2 thoughts on “Craig Venter”

  1. It seems that a big part of the problem others have with Venter is simple class bogotry. They want government money, ….nice, secure, stable, government money, given them because they are certified by their universities and hospitals as being “top men”. Their status as that is what should compel others to fund them through government.

    Venter by-passed that, and found other ways to fund research, that very apparently from the article are not nearly so financially secure. Worse, at least once, he deprived them of their government money by using that method, cutting the Human Genome Project short, and dumping an number of “top men” out of employment planned to last years longer. The sneers at profit just *reek* with class bigotry.

    Yet, without some means to break the monopsony of government hierarchies over buying science, we will see continued deterioration in rates of replication, and increases in rates of “eating fat causes heart disease” type studies. Replication does little to strengthen the career of someone who needs his next grant approved, possibly by a funding peer review board including the guy whose study was shown false by your replication of it. In private funding, replication becomes necessary just to not waste resources in large projects based on flawed studies.

:: MATERIAL SUPPLIED ::

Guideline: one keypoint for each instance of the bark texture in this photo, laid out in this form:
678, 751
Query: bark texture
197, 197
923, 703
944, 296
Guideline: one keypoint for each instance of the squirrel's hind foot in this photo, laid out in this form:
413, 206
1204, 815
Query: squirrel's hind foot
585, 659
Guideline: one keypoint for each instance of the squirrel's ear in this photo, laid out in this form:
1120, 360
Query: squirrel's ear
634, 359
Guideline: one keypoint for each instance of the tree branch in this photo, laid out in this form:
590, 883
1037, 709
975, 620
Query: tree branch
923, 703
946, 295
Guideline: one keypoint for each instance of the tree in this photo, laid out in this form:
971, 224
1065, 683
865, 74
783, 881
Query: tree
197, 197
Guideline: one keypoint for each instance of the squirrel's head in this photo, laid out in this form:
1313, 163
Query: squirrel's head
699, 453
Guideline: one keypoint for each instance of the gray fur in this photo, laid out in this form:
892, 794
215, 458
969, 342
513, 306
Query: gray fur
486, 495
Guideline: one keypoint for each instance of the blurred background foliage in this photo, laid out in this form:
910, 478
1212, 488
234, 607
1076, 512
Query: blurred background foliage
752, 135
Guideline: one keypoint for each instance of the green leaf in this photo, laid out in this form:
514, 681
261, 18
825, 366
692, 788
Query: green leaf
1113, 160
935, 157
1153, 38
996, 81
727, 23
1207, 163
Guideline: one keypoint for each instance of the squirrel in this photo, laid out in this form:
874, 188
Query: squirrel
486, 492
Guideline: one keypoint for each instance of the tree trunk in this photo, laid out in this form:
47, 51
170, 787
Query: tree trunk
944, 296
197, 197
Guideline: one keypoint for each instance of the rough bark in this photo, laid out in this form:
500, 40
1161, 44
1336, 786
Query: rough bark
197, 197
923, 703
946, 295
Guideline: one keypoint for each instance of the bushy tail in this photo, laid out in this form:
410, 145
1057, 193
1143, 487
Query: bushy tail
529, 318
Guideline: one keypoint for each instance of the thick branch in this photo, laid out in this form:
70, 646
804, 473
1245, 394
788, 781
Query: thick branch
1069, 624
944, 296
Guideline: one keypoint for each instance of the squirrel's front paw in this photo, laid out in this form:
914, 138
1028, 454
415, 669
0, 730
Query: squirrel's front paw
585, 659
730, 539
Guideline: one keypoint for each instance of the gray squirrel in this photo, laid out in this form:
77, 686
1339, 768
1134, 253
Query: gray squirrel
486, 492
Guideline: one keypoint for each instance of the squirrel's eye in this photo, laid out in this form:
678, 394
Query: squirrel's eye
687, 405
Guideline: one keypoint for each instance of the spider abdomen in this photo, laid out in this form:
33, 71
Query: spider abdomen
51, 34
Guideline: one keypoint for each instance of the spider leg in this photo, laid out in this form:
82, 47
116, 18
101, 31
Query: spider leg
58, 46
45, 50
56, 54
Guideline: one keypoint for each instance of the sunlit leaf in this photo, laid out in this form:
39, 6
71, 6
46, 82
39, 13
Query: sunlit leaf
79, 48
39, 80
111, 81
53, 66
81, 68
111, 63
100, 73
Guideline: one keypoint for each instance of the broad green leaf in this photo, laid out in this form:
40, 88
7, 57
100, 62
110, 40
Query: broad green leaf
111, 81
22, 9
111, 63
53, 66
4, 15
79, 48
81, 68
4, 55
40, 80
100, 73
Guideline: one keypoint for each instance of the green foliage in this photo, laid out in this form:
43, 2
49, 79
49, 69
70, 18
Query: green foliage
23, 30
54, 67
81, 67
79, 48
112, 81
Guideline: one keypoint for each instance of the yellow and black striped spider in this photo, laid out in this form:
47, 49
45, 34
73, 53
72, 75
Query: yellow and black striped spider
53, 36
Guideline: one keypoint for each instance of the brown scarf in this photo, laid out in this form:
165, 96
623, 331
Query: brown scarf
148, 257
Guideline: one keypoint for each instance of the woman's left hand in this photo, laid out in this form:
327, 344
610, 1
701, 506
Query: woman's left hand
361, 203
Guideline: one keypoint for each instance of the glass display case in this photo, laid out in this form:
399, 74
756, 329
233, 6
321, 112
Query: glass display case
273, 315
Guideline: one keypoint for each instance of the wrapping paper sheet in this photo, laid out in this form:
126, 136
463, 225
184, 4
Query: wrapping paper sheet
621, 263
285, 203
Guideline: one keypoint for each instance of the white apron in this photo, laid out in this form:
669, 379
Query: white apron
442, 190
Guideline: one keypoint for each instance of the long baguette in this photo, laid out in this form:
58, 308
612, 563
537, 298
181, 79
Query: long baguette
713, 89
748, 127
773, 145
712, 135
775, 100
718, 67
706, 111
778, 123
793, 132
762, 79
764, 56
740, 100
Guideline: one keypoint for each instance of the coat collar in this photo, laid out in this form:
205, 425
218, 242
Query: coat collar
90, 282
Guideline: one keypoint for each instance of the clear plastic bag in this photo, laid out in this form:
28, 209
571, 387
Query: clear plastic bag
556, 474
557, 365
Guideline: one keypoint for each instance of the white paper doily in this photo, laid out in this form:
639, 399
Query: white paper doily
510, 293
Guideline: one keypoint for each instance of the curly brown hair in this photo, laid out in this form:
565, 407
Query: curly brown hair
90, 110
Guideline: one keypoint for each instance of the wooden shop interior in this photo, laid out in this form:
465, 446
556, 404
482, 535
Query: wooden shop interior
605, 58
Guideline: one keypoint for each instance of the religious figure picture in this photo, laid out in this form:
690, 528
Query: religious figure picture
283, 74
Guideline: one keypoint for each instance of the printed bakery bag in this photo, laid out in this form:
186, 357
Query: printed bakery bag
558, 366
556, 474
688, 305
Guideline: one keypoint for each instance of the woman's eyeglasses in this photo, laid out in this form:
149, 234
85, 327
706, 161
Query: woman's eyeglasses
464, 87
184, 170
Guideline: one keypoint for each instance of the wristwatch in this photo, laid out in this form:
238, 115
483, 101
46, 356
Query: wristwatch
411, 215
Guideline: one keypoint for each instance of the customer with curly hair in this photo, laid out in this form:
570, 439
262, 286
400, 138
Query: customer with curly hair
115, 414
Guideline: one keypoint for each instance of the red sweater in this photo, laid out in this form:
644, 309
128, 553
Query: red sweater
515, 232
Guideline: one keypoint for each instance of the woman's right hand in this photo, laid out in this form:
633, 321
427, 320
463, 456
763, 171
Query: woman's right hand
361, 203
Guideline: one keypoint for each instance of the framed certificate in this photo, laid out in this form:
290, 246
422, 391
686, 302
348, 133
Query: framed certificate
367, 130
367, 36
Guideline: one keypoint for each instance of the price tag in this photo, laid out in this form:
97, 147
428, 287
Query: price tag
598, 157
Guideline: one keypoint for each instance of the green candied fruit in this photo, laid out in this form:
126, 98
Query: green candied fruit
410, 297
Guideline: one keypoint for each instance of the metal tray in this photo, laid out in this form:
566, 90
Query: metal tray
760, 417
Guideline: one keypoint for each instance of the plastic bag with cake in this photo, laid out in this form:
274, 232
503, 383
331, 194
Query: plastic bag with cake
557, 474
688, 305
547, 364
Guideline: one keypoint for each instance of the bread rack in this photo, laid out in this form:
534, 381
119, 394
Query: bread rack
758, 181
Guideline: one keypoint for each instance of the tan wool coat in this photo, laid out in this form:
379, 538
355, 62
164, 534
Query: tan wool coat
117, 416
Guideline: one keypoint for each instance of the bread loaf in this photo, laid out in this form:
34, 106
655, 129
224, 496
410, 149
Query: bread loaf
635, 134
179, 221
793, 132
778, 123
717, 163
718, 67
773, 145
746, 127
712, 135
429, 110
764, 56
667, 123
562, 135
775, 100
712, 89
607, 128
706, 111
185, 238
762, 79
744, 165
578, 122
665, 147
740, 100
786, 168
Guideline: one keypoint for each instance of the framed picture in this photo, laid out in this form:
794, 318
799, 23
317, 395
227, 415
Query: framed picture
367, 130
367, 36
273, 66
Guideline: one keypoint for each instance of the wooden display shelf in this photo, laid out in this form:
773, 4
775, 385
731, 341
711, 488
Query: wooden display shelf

:: TASKS TO PERFORM ::
a) Please list every distinct phrase set in quotation marks in the Craig Venter comment, including its heading.
b) Copy the Craig Venter comment between "1. It seems" and "them through government.", inclusive, and change "universities" to "colleges".

:: RESPONSES BY ITEM NUMBER ::
a)
Craig Venter
top men
eating fat causes heart disease

b)
1. It seems that a big part of the problem others have with Venter is simple class bogotry. They want government money, ….nice, secure, stable, government money, given them because they are certified by their colleges and hospitals as being “top men”. Their status as that is what should compel others to fund them through government.